TEXT SECTION Block Start

Evolution of E. coli in a mouse model of inflammatory bowel disease leads to a disease-specific bacterial genotype and trade-offs with clinical relevance.


Rahul Unni, Nadia Andrea Andreani, Marie Vallier, Silke S Heinzmann, Jan Taubenheim, Martina A Guggeis, Florian Tran, Olga Vogler, Sven Künzel, Jan-Bernd Hövener, Philip Rosenstiel, Christoph Kaleta, Astrid Dempfle, Daniel Unterweger, John F Baines

Year of publication



Gut Microbes







Impact factor



Inflammatory bowel disease (IBD) is a persistent inflammatory condition that affects the gastrointestinal tract and presents significant challenges in its management and treatment. Despite the knowledge that within-host bacterial evolution occurs in the intestine, the disease has rarely been studied from an evolutionary perspective. In this study, we aimed to investigate the evolution of resident bacteria during intestinal inflammation and whether- and how disease-related bacterial genetic changes may present trade-offs with potential therapeutic importance. Here, we perform an in vivo evolution experiment of E. coli in a gnotobiotic mouse model of IBD, followed by multiomic analyses to identify disease-specific genetic and phenotypic changes in bacteria that evolved in an inflamed versus a non-inflamed control environment. Our results demonstrate distinct evolutionary changes in E. coli specific to inflammation, including a single nucleotide variant that independently reached high frequency in all inflamed mice. Using ex vivo fitness assays, we find that these changes are associated with a higher fitness in an inflamed environment compared to isolates derived from non-inflamed mice. Further, using large-scale phenotypic assays, we show that bacterial adaptation to inflammation results in clinically relevant phenotypes, which intriguingly include collateral sensitivity to antibiotics. Bacterial evolution in an inflamed gut yields specific genetic and phenotypic signatures. These results may serve as a basis for developing novel evolution-informed treatment approaches for patients with intestinal inflammation.

TEXT SECTION Block End

[PROBLEM] Summarize the abstract on E. coli evolution in inflammatory bowel disease in two sentences. Rely only on the abstract above.

RECORDS Block Start

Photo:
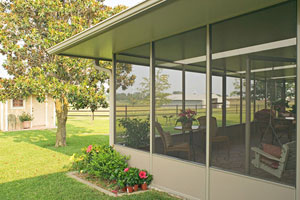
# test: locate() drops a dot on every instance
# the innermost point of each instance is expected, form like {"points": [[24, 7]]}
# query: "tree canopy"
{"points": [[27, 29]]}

RECORDS Block End

[EXPECTED ANSWER] In a gnotobiotic mouse model of inflammatory bowel disease, E. coli that evolved in inflamed mice showed distinct inflammation-specific changes compared with those from non-inflamed controls, including a single nucleotide variant that independently reached high frequency in all inflamed mice. These changes were associated with higher fitness in an inflamed environment and led to clinically relevant phenotypes, including collateral sensitivity to antibiotics.